# Exercise prompt
Below is a listing. Write out exactly its lines between the one holding "x=281, y=140" and the one holding "Look at the photo above. For every instance of the fallen", inclusive.
========================================
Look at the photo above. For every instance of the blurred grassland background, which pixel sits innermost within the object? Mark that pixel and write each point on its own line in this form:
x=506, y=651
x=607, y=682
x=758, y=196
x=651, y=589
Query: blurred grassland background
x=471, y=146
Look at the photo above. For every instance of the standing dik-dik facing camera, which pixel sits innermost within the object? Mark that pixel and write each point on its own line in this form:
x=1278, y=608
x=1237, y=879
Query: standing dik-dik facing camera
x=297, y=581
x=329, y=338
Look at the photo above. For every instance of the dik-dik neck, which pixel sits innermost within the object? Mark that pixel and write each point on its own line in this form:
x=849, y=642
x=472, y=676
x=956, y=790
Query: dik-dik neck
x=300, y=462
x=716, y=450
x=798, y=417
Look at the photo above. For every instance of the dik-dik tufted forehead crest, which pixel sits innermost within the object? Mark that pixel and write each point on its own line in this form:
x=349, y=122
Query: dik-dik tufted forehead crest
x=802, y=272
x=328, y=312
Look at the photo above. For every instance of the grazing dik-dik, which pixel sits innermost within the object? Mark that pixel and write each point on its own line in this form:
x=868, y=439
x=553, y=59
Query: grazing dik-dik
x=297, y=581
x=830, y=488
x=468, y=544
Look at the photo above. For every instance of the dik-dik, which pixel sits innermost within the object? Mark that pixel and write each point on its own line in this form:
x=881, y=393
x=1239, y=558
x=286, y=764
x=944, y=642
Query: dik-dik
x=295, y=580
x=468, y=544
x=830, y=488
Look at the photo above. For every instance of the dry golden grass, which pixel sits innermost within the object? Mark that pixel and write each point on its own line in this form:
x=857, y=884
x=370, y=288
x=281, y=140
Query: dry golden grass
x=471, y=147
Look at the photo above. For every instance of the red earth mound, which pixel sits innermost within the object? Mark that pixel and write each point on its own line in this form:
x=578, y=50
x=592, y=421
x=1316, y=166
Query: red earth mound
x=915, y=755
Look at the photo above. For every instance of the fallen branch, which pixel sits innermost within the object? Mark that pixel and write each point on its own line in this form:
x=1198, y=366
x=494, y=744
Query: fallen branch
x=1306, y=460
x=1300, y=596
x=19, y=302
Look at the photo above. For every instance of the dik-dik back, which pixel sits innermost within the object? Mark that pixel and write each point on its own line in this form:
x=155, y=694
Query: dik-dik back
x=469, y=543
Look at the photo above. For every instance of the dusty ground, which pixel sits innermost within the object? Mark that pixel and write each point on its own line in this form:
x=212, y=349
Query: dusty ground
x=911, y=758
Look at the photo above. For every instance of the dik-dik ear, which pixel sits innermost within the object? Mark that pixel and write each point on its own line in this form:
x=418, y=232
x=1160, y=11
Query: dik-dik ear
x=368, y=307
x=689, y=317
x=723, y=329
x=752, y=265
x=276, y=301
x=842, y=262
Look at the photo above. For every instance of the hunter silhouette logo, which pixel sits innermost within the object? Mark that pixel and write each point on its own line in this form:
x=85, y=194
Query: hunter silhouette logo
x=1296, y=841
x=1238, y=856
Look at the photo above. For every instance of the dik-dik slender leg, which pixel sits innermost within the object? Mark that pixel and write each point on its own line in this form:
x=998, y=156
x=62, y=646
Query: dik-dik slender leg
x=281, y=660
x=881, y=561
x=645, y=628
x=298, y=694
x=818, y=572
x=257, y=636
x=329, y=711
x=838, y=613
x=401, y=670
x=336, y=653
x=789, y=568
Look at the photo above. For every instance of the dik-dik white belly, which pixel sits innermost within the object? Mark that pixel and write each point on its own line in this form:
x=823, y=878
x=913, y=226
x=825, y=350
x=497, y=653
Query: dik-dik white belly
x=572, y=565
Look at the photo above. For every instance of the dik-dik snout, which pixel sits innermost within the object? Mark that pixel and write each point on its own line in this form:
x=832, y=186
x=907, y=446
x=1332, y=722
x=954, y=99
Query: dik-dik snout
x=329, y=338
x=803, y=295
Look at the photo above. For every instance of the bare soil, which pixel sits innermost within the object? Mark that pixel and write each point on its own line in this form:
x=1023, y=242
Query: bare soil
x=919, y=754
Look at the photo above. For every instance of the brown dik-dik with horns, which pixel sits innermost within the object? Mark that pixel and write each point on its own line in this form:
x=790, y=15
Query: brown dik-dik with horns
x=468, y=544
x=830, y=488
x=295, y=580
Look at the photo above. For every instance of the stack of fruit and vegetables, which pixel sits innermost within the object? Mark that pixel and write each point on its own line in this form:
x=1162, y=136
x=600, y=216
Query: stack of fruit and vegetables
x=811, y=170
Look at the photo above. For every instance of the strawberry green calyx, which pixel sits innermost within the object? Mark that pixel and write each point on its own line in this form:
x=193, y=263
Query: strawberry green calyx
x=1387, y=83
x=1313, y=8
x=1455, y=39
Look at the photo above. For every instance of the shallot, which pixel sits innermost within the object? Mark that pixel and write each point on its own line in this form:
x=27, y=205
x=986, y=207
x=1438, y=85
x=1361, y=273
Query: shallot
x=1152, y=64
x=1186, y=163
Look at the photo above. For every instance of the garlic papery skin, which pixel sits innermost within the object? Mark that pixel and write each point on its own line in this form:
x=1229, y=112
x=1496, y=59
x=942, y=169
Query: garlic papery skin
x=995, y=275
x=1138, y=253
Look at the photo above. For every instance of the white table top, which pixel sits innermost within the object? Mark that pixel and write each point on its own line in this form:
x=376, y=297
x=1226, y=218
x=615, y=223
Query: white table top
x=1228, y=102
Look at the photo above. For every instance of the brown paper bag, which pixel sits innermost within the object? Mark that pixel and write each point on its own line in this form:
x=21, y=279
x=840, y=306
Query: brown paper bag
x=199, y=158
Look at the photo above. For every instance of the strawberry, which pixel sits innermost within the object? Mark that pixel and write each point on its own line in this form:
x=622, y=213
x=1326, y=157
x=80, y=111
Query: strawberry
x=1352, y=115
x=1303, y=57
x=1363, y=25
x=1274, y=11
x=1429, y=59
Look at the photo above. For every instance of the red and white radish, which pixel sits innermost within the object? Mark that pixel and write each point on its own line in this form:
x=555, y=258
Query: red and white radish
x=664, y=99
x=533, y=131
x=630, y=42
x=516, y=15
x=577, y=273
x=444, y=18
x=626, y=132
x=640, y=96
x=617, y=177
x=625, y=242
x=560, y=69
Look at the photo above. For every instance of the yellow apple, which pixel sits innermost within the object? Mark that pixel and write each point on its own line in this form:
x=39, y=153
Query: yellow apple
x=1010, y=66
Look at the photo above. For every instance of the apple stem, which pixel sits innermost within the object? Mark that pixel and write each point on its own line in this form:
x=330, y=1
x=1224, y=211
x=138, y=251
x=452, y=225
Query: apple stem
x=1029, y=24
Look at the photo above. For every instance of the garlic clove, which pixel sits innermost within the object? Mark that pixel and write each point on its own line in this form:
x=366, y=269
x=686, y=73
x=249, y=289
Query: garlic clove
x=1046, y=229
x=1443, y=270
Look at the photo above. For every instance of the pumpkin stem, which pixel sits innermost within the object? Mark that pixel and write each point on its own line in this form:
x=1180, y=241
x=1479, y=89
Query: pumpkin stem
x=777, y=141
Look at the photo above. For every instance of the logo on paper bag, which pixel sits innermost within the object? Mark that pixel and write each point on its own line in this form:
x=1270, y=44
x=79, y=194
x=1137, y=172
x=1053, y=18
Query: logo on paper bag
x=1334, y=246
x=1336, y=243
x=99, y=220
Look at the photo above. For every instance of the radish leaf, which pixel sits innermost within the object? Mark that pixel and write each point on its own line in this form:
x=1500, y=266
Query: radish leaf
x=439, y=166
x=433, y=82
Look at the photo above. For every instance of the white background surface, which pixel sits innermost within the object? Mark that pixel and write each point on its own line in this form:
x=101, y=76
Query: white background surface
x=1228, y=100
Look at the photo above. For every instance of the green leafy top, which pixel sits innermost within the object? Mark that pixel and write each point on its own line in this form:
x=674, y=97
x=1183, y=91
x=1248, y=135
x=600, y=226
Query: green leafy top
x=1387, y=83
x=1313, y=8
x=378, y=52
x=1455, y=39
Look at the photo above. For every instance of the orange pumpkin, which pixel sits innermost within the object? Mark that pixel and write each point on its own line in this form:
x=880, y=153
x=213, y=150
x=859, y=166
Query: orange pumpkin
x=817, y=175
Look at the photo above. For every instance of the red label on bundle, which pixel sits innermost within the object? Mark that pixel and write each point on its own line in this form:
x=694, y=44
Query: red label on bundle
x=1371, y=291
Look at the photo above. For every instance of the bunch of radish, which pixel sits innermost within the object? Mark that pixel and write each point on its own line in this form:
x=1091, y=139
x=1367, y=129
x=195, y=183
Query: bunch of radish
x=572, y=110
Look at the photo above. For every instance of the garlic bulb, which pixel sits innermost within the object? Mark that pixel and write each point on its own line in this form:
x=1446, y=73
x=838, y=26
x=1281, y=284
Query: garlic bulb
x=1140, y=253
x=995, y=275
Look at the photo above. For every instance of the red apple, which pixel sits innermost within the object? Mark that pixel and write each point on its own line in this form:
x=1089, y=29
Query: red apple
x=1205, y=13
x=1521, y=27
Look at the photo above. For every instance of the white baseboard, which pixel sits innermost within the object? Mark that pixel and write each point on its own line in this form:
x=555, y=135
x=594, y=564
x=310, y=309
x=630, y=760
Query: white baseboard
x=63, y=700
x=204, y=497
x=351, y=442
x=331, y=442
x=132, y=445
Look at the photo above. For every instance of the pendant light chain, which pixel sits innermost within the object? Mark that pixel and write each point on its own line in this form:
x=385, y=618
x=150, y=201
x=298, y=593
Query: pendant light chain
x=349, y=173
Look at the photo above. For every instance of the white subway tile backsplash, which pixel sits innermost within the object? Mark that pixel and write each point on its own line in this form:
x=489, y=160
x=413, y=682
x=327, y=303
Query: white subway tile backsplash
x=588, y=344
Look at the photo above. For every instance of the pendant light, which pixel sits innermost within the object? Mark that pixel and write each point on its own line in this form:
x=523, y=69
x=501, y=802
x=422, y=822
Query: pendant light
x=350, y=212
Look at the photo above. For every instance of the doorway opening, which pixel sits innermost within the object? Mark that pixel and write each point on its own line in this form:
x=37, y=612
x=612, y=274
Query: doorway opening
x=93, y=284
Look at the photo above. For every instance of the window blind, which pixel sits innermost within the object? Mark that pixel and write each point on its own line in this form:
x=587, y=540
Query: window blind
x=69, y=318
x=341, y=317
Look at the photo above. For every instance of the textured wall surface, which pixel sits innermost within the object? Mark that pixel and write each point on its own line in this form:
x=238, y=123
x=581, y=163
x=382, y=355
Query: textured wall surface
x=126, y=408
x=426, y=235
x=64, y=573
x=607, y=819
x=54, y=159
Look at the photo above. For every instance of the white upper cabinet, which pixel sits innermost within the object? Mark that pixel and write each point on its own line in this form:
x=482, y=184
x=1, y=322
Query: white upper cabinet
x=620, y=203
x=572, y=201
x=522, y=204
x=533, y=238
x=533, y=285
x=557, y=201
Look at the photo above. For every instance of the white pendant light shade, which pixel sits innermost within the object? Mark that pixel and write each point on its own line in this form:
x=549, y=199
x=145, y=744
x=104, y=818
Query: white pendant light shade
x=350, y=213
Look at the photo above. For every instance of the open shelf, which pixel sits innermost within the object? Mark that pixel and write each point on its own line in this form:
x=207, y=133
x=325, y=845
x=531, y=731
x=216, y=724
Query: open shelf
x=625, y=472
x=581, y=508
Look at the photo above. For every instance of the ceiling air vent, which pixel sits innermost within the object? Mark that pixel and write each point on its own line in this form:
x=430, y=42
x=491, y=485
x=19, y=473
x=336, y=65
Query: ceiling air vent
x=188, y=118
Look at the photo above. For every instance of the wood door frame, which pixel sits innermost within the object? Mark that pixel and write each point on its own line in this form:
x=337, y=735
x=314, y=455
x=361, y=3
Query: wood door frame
========================================
# Response to the exercise
x=281, y=140
Query: dry golden grass
x=471, y=147
Look at the photo above. For every instance of the red earth mound, which pixel sits innermost within the object? Mark that pixel and write each point on its own line in this form:
x=578, y=50
x=592, y=421
x=1316, y=166
Query: red earth mound
x=915, y=755
Look at the photo above. For every instance of the fallen branch, which pixel sits innermost within the object? Mark that pixel and write each point on its own line in this form:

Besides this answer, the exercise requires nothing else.